= Задания =
**a)** Переведите на английский язык это предложение из текста о процессе «Промышленной партии»: «Профессора Калинников и Ларичев были членами президиума Госплана СССР, профессор Рамзин — директором Теплотехнического института.»
**b)** Продолжите текст о процессе «Промышленной партии», начав сразу после его последней фразы.

══ Исходный текст ══

Читаем Россия и Германия: вместе или порознь? полностью

Что ж, и это звучало убедительно. В Донбассе чекисты обнаружили у арестованного инженера Павленко записку хозяина каменноугольного рудника действительного статского советника Парамонова, помеченную «июня 2-го дня 1919 года».

Было в записке вот что: «Милостивый государь Василий Петрович! В случае захвата рудника большевиками прошу Вас не оставлять предприятия, всеми мерами заботиться о сохранении шахт, машин и инвентаря»...

Задумаемся, с чего бы это надо было хранить инженеру Павленко старую бумажку?

Вряд ли тут надо много сомневаться! Статский советник Парамонов рассчитывал на скорое возвращение, но ожидание затянулось. Оказалось, что прежде чем свергать «Советы», надо было их расшатать.

И теперь инженеру Павленко приходилось заботиться не о сохранении, а о порче «предприятия». А старая записка играла уже роль своего рода пароля, припрятанного на случай успешной интервенции. Ну действительно, читатель, не для коллекции же держал инженер Павленко этот небезопасный документ где-то в тайнике целых десять лет!

Да, по мере усложнения обстановки, а она усложнялась потому, что в стране назревали новые огромные перемены, все активнее действовали не только большевики, но и наши внутренние враги.

Тут могли быть частные ошибки, но в общем ошибиться было нельзя. С 25 ноября по 7 декабря 1930 года в Москве прошел открытый судебный процесс «Промышленной партии». Судили людей, в СССР видных.

Профессора Калинников и Ларичев были членами президиума Госплана СССР, профессор Рамзин — директором Теплотехнического института.

По «торгпромовской» традиции не обошлось без крупных руководителей из Оргтекстиля ВСНХ.

Подсудимые не раз бывали в заграничных командировках, и возможностей для контактов со старыми знакомыми из эмиграции у них хватало.

Главной на процессе была тема возможной интервенции. Профессор Рамзин говорил:

— Нашей основной ставкой была ставка на интервенцию против Советского Союза, ибо лишь интервенция признавалась верным и быстрым способом совершения контрреволюционного переворота...

═══
══ Фрагмент набора данных ══

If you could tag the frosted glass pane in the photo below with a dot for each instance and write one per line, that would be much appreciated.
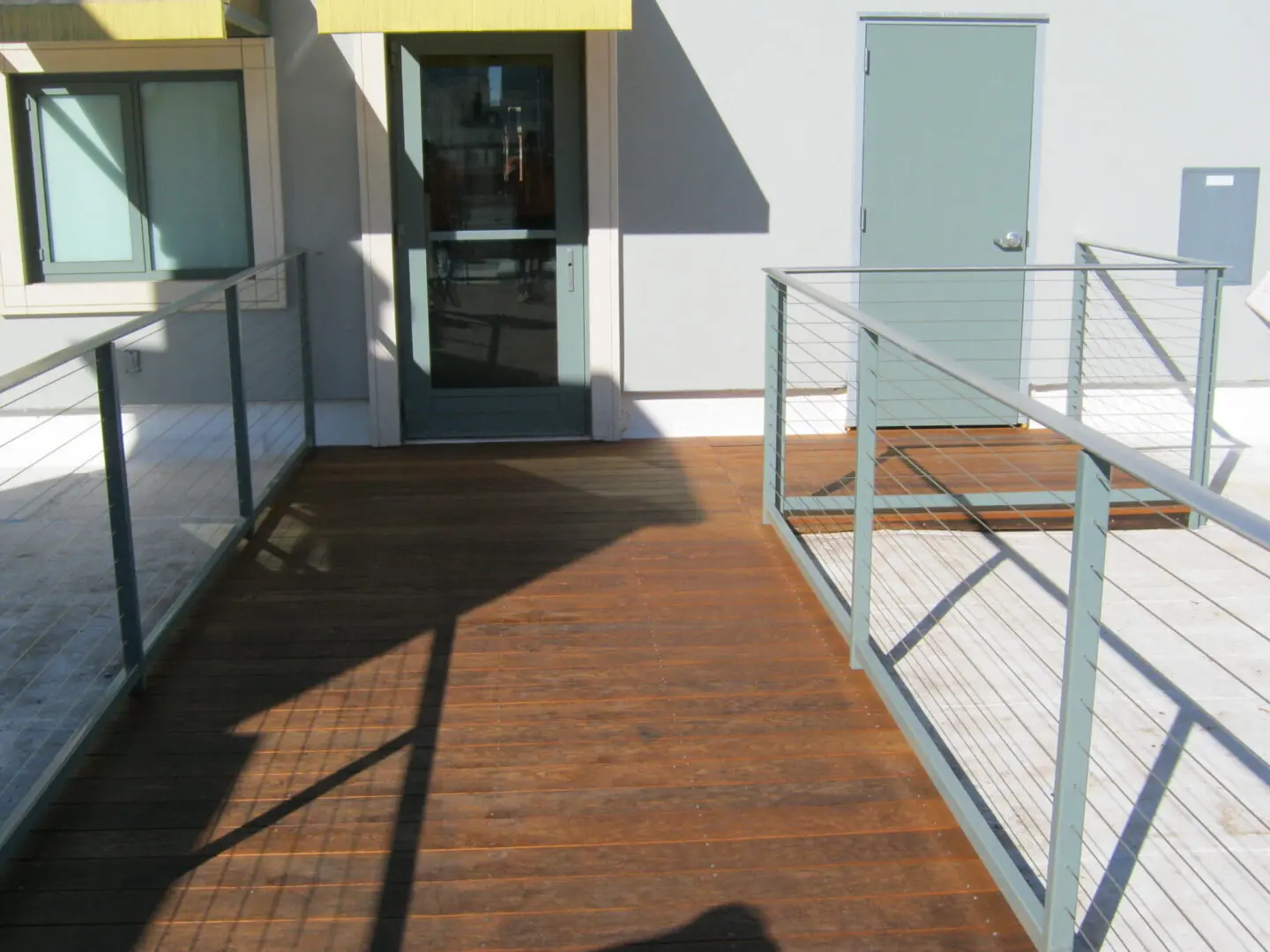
(86, 183)
(196, 190)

═══

= Ответы к заданиям =
**a)** Professors Kalinnikov and Larichev were members of the presidium of the USSR Gosplan, and Professor Ramzin was the director of the Thermal Engineering Institute.

**b)**
Да, без интервенции рассчитывать на переворот не приходилось — так же, как без переворота интервенция была обречена еще до ее начала. Имущие классы Антанты, особенно Франции, страстно желали падения Советской власти, но народные массы Франции и Англии в поход на Москву не пошли бы. Оставалось одно: действовать руками Польши, Румынии, прибалтийских лимитрофов и силой белой эмиграции.

И вот такой вариант был вполне реален, потому что каждый возможный участник интервенции был у Антанты в кармане. Кроме того, у каждого были и свои планы в СССР. Мировой экономический кризис 1929 года ударил по Польше очень больно, и война могла здесь «спустить пар» (не говоря уже о Киеве — сладкой мечте белополяков).

Румыны постоянно опасались утраты оккупированной ими Бессарабии, и тоже поддержали бы интервенцию с охотой.

Лимитрофы большого значения не имели, но были бы не лишними.

О настроении же офицерской эмиграции можно и не говорить. То есть шанс был. Но обязательно при серьезном внутреннем заговоре. Так что ОГПУ никак не могло выдумать его уже потому, что тут чекистов явно опережали спецслужбы Запада.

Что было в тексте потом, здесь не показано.